_Goal_:
Copy out the entries below, swapping every "a marker" for "a dot" and leaving the rest untouched.

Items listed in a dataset
▬▬▬

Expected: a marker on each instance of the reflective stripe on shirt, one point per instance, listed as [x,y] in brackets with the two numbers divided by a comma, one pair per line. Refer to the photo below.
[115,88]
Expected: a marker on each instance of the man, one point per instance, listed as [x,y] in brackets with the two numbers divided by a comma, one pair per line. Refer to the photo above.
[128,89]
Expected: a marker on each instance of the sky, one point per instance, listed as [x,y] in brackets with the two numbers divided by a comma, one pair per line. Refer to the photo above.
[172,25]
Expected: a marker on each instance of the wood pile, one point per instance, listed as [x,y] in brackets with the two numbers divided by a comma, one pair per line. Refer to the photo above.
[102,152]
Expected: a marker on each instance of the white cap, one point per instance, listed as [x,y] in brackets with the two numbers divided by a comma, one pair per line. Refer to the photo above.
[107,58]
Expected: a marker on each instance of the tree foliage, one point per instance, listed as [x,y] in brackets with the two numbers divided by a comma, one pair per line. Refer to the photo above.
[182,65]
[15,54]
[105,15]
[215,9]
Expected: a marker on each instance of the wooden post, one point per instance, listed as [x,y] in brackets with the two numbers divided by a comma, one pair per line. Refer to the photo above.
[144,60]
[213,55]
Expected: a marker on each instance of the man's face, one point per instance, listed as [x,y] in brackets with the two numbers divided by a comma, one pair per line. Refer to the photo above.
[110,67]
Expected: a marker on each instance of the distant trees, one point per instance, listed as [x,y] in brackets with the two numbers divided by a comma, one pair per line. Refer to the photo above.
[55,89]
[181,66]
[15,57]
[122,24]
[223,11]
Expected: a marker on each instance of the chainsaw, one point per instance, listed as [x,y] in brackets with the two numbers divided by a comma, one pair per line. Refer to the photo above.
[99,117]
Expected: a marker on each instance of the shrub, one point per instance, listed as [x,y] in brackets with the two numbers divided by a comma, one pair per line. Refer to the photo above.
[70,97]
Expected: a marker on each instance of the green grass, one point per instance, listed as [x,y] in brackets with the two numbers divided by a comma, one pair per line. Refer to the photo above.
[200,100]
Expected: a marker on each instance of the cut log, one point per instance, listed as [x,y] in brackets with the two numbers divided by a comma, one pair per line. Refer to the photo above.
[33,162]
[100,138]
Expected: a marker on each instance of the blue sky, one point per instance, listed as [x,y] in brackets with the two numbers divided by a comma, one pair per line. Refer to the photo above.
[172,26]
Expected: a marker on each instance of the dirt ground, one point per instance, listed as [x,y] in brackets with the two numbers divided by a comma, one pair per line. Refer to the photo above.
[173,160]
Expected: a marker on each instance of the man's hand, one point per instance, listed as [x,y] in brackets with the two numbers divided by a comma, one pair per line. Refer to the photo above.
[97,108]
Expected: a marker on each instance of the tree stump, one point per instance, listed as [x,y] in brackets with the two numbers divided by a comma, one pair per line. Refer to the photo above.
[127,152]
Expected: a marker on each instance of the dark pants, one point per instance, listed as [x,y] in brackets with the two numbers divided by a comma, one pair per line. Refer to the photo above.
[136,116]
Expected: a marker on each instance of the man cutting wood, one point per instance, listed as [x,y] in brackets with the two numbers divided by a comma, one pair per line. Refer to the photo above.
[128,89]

▬▬▬

_Finished task_:
Expected: a dot on each instance of the reflective stripe on shirt, one point per instance, listed as [x,y] in brackets with the two numbers divided by a comma, one pair per line. Refer to the photo below.
[115,88]
Expected: a dot on each instance of the man, one point per instance, listed as [x,y] in brackets with the two numbers divided by a comma, one pair per line. Refer to the photo above.
[128,89]
Expected: a dot on each instance of the sky, one point per instance, listed as [x,y] in brackets with the two numbers divided by a comma, one pair per line. Refer to the photo above.
[172,25]
Expected: a dot on each instance of the wood pile, one point per instance, listed as [x,y] in brackets with the two numbers divided by a comma, one pair per line. Refer to the photo above.
[102,152]
Expected: a dot on each instance of the white cap, one point per instance, listed as [x,y] in brackets with the two numbers divided by a comma, one pair per line. Refer to the photo above.
[107,58]
Expected: a dot on each instance of the tree foliage, one point per instance, listed as [x,y] in brackets with the two numbers divided by a comma, one pair per line. Refer to the photo above.
[182,65]
[15,54]
[105,15]
[215,9]
Expected: a dot on each instance of the wooden post, one point per instance, listed as [x,y] in brackets with the two numbers divided by a comma, one pair per line. Refer to the photo above.
[144,60]
[213,55]
Expected: a dot on each instance of the man's face, one point per instance, listed as [x,y] in brackets with the two numbers divided by a comma, one pair per line. Refer to the photo above.
[110,67]
Expected: a dot on each instance of the distant trees, one point per instance, listed as [x,y] in brackets with the two numbers divided by a comma, one pair per line. Refer to the photo above.
[55,89]
[181,66]
[15,57]
[122,24]
[223,11]
Expected: a dot on each instance of the chainsaw, one point per instance, listed as [x,y] in brackets with the two numbers divided by a comma, one pair per line. Refer to the photo above.
[99,117]
Expected: a dot on each instance of the shrub, one point per instance, listed as [x,y] in brackets with the two numbers divided by a comma, one pair per line. Refer to the photo above.
[70,97]
Expected: a dot on each instance of the green grass, one point per instance, listed as [x,y] in brackets with the two numbers divided by a comma, one pair per line. Refer to the photo above.
[200,100]
Expected: a dot on each instance of the cut log, one point per instance, listed as [x,y] in brackets with the two numbers divided by a comma, one pair per line. Refer to the photo above.
[33,162]
[100,138]
Expected: a dot on each instance of the blue sky, one point per instance, listed as [x,y] in brackets with the two numbers divided by a comma, one pair per line. Refer to the photo above.
[172,26]
Expected: a dot on each instance of the dirt ground, one point per instance, listed as [x,y] in brackets with the two numbers divided by a comma, one pair per line. Refer to the photo above.
[173,160]
Expected: a dot on each instance of the man's hand, one point per instance, listed as [x,y] in brackets with the two numbers divided by a comma, one pair per line. Refer to the photo above.
[97,108]
Expected: a dot on each instance of the tree stump, one point per instance, listed as [x,y] in brackets with the two numbers divided by a comma, one pair per line. Refer to the photo above.
[127,152]
Expected: a dot on each instance of the dark pants, one point per instance, listed as [x,y] in brackets with the two numbers divided by a comma, one pair per line. Refer to the photo above.
[136,116]
Expected: a dot on each instance of the man cutting wood, one point per instance, listed as [x,y] in brackets with the two numbers divided by a comma, one pair per line. Refer to the photo above.
[128,89]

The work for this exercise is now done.